Output the entries below unchanged, except for the pictures.

########

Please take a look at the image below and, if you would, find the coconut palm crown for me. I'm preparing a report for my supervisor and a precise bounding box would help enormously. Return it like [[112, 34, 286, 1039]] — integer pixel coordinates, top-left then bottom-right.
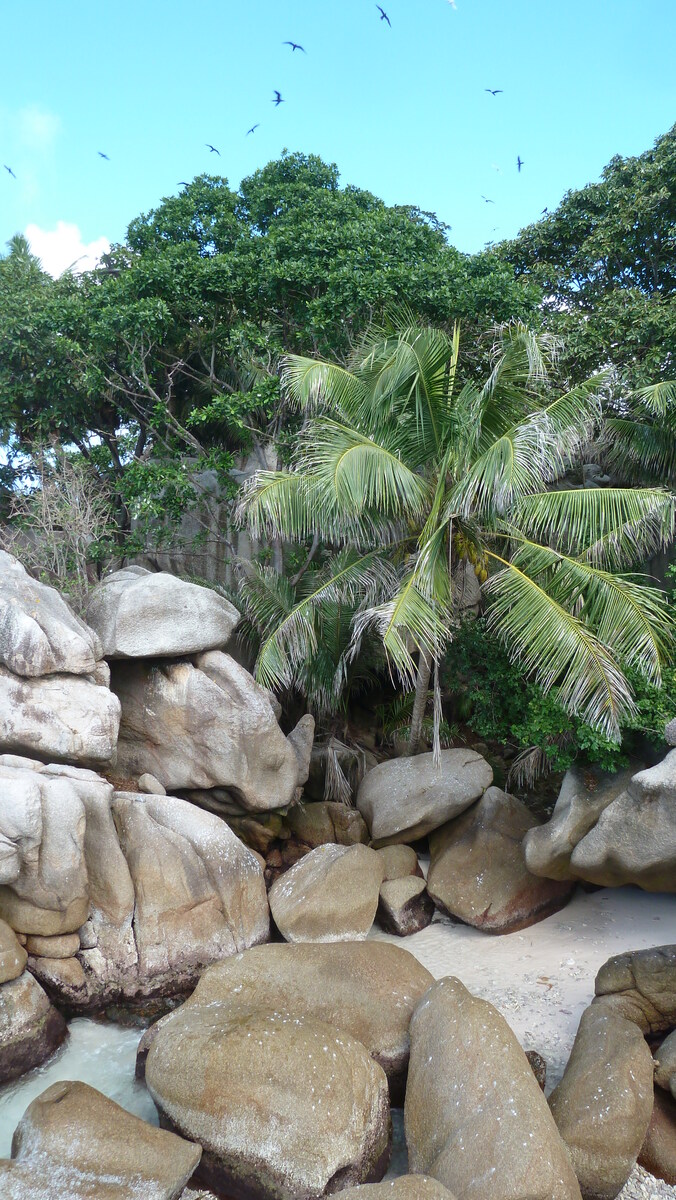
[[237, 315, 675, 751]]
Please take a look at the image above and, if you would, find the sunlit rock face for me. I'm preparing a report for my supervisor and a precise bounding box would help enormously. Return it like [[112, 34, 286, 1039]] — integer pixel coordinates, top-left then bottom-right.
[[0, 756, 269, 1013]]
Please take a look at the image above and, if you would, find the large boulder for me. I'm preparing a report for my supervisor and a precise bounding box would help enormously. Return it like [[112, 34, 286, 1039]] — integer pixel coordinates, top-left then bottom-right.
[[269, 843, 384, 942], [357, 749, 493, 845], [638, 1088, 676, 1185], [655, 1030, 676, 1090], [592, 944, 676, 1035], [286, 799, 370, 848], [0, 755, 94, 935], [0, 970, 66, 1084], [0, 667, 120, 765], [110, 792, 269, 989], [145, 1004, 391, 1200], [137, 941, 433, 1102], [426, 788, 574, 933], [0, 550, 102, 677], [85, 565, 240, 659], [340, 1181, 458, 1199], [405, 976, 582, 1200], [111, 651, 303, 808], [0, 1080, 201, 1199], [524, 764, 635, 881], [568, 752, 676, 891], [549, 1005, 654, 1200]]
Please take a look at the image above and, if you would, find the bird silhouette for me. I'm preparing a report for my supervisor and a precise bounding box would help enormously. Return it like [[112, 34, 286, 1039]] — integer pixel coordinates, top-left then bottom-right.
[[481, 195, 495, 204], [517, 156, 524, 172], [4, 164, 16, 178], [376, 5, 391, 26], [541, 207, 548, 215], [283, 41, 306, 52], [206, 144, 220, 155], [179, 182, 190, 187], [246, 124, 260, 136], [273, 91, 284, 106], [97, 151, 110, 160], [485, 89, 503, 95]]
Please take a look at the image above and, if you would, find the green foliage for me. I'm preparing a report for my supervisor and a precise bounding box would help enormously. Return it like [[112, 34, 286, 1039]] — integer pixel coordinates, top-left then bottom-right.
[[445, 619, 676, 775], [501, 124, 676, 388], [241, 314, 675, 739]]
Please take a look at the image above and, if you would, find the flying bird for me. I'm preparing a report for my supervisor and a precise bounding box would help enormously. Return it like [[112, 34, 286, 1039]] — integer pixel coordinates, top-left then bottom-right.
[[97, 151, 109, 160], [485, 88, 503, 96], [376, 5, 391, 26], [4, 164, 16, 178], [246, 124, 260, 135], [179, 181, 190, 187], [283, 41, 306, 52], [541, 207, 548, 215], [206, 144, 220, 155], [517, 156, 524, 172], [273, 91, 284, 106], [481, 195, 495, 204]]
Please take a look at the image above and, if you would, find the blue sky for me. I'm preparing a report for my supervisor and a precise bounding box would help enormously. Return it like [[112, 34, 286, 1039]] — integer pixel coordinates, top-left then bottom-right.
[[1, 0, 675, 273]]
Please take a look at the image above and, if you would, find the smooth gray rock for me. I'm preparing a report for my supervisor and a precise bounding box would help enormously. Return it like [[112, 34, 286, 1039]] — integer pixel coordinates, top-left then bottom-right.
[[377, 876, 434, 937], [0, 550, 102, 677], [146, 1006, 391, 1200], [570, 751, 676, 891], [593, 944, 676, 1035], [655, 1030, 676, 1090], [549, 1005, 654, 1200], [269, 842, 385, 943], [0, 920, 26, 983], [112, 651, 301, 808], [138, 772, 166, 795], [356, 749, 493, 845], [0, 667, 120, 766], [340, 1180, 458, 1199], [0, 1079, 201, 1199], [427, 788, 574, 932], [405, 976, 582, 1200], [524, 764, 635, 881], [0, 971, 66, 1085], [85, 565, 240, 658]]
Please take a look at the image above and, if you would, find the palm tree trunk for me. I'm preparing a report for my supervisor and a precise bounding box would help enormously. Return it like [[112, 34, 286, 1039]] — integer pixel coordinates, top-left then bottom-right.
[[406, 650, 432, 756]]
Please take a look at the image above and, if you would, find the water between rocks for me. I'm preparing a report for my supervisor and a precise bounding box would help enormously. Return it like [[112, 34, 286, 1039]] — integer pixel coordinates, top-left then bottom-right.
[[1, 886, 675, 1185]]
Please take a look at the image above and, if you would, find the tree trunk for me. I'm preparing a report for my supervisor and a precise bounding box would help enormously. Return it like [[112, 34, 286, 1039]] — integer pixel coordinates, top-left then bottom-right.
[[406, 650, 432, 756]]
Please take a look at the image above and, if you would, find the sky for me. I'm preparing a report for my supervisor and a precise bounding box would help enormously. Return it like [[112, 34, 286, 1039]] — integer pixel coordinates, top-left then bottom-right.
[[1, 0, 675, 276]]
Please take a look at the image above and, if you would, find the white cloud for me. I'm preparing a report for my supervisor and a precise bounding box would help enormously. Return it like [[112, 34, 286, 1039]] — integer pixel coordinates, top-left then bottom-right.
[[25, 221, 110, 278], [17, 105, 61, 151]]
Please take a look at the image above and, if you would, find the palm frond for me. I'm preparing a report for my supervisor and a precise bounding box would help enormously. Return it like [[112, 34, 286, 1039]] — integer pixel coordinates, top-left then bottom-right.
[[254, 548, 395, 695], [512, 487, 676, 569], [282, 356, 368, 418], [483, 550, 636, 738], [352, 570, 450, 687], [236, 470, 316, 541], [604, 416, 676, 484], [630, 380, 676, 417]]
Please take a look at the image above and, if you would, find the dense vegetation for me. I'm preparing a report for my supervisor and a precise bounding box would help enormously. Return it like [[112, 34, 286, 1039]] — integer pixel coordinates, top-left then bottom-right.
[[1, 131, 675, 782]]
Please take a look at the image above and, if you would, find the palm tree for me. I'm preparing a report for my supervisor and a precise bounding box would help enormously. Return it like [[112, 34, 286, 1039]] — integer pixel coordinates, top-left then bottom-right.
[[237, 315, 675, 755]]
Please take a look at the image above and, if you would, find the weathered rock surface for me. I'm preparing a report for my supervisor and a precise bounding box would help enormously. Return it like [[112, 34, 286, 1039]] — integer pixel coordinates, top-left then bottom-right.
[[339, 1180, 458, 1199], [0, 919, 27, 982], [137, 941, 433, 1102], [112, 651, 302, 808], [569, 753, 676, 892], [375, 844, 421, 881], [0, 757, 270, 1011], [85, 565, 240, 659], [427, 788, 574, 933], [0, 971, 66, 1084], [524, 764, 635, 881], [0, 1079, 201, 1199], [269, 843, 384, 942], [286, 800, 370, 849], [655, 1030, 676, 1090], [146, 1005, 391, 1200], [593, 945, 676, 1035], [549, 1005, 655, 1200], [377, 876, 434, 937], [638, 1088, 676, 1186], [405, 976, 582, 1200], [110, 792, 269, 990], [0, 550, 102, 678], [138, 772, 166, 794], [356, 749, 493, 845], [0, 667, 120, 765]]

########

Solved problem:
Please take a look at the image below and, if you would, find the coconut palm crown for me. I'm preparing a report for my supervisor and a precise bounding box would help enormously. Return it like [[112, 34, 286, 1039]] — integer pixel coordinates, top-left then bottom-right.
[[237, 315, 675, 751]]
Please take a look at the image above and, if you would, find the sunlit rock face for me. I'm preparing a report for my supervisor and a precise bounding box would help enormously. Return it like [[112, 34, 286, 1039]] — integer pixel coordinates, top-left then bottom-right.
[[0, 756, 269, 1013]]
Please take a look at the image above and, if you would, find the large boulder for me. I'm preparing a report for my supervisor and a precise bounding box would help enormously. Return it like [[112, 34, 286, 1039]] — integer pixel coordinates, top-left then bottom-right.
[[269, 843, 384, 942], [357, 749, 493, 845], [638, 1088, 676, 1185], [655, 1030, 676, 1090], [592, 944, 676, 1035], [286, 799, 370, 848], [0, 755, 94, 935], [0, 970, 66, 1084], [0, 667, 120, 765], [110, 792, 269, 989], [145, 1004, 391, 1200], [137, 941, 433, 1102], [426, 788, 574, 933], [0, 550, 102, 677], [85, 565, 240, 659], [340, 1181, 458, 1199], [405, 976, 582, 1200], [111, 651, 303, 808], [0, 1080, 201, 1199], [524, 764, 635, 881], [568, 752, 676, 891], [549, 1005, 654, 1200]]
Please take a look at the image above and, if you would, find the bird silhouette for me. I'm preparing a report for my supervisor and a precise bounding box would help enormously. Return it like [[112, 34, 286, 1039]] — integer pixel coordinates, top-left then bottom-right.
[[481, 195, 495, 204], [517, 156, 524, 172], [4, 164, 16, 178], [376, 5, 391, 26], [541, 207, 548, 215], [283, 41, 306, 52], [206, 144, 220, 155], [179, 182, 190, 187], [246, 124, 260, 136], [273, 91, 284, 106], [97, 151, 110, 160], [485, 89, 503, 95]]
Please take a look at the image above and, if you would, find the green foliage for me. I'm preparing a report for my supervisor and a precise bounding box would help enormously. Return it like [[112, 34, 286, 1039]] — integer pixel coordinates, top-left then bottom-right.
[[445, 619, 676, 775], [501, 124, 676, 388], [241, 314, 675, 739]]
Please take a look at the image above and, if you would, find the flying bird for me. I'm preparing a report for my supervisor and a precise bounding box would help enormously. Return it like [[112, 34, 286, 1039]] — integer pixel coordinates, top-left then bottom-right.
[[97, 151, 109, 160], [485, 88, 503, 96], [376, 5, 391, 26], [4, 164, 16, 178], [246, 124, 260, 135], [179, 181, 190, 187], [283, 41, 306, 52], [541, 207, 548, 215], [206, 144, 220, 155], [517, 156, 524, 172], [273, 91, 284, 106], [481, 195, 495, 204]]
Please take a look at the image above and, if you would, find the blue sky for me. I'm preparing a report for my supervisor and a precise bounding box would help enormously. Return it like [[112, 34, 286, 1039]] — integer pixel coordinates, top-left then bottom-right.
[[1, 0, 675, 273]]
Please take a look at the image above and, if you would, find the smooth gray rock for me. I'm preparing a report for my supervisor and a precise bounding box would help enormously. Return it like [[112, 34, 286, 1039]] — integer pixel coordinates, top-left then bottom-right.
[[377, 876, 434, 937], [0, 550, 102, 677], [146, 1006, 391, 1200], [570, 751, 676, 891], [593, 944, 676, 1035], [655, 1030, 676, 1090], [549, 1005, 654, 1200], [269, 842, 385, 943], [0, 920, 26, 983], [112, 651, 301, 808], [138, 772, 166, 795], [356, 749, 493, 845], [0, 667, 120, 766], [340, 1180, 458, 1199], [0, 1079, 201, 1199], [427, 788, 574, 932], [405, 976, 582, 1200], [524, 764, 635, 881], [0, 971, 66, 1085], [85, 565, 240, 658]]
Please take a look at the image above and, if you would, find the palm tree trunk for me. I'm preparing a report for my supervisor and a precise bounding box would help enormously. Return it like [[112, 34, 286, 1039]] — integer pixel coordinates, top-left then bottom-right.
[[406, 650, 432, 756]]
Please take a look at the image above and, if you would, find the water between rocks for me. I'm preparing a report for my supervisor and a precise bounding box would help enormously. Return it like [[112, 34, 286, 1039]] — integer pixel coordinates, top-left then bottom-right.
[[1, 886, 675, 1185]]
Please take a look at the image above and, if you would, find the tree trunk for me. I'm preparing a report for my supervisor and a precise bounding box would help enormously. Return it like [[112, 34, 286, 1039]] — integer pixel coordinates, top-left then bottom-right.
[[406, 650, 432, 756]]
Please take a look at the image above and, if you would, find the sky for me. I'm preparing a report for my supervisor and a precise bounding box would help enormously. Return it like [[112, 34, 286, 1039]] — integer pixel coordinates, top-left then bottom-right.
[[1, 0, 675, 276]]
Please take a look at the image above and, if you would, find the white cloud for me. I'm preparing a report for my supervisor and a precise bounding box would help enormously. Return it like [[112, 34, 286, 1039]] — integer pixel coordinates, top-left then bottom-right.
[[25, 221, 110, 278], [17, 105, 61, 151]]
Please take a look at the image above and, if you would, find the palm frond for me. I'm preparing a report for my supervisor and a precise bounding box would help enormously. Return it like [[112, 34, 286, 1039]] — integer pixel coordinates, top-left then bottom-right.
[[254, 548, 395, 695], [512, 487, 676, 569], [282, 356, 368, 418], [483, 550, 636, 738], [352, 570, 450, 687], [236, 470, 316, 541], [604, 416, 676, 484], [630, 380, 676, 417]]
Please take a look at the image above and, if you would, find the dense vegetation for me. I'm preparing a report for my supervisor and a precise bounding box would help enormously. Return it like [[112, 34, 286, 1039]] — integer pixel coordinates, top-left then bottom-right.
[[1, 131, 675, 782]]
Please take a look at the image above and, if you would, find the palm tree for me. I'm preparing a report for my supervisor and a precise bounding box would help enormously. Return it like [[112, 34, 286, 1039]] — integer pixel coordinates, top-left then bottom-right.
[[237, 315, 675, 755]]
Please take a look at the image above and, if you would, find the weathered rock surface for me. I'm preparing a report for my supervisor and a precise bounding box would help enormously. Return it like [[112, 34, 286, 1039]] — integer pixel coordinates, top-left then bottom-right.
[[339, 1180, 458, 1199], [0, 919, 27, 982], [137, 941, 433, 1102], [112, 651, 302, 808], [569, 753, 676, 892], [375, 844, 421, 881], [0, 757, 270, 1011], [85, 565, 240, 659], [427, 788, 574, 933], [0, 971, 66, 1084], [524, 764, 635, 881], [0, 1079, 201, 1199], [269, 843, 384, 942], [286, 800, 370, 849], [655, 1030, 676, 1090], [146, 1005, 391, 1200], [593, 945, 676, 1035], [549, 1005, 655, 1200], [377, 876, 434, 937], [638, 1088, 676, 1186], [405, 976, 582, 1200], [110, 792, 269, 990], [0, 550, 102, 678], [138, 772, 166, 794], [356, 749, 493, 845], [0, 667, 120, 765]]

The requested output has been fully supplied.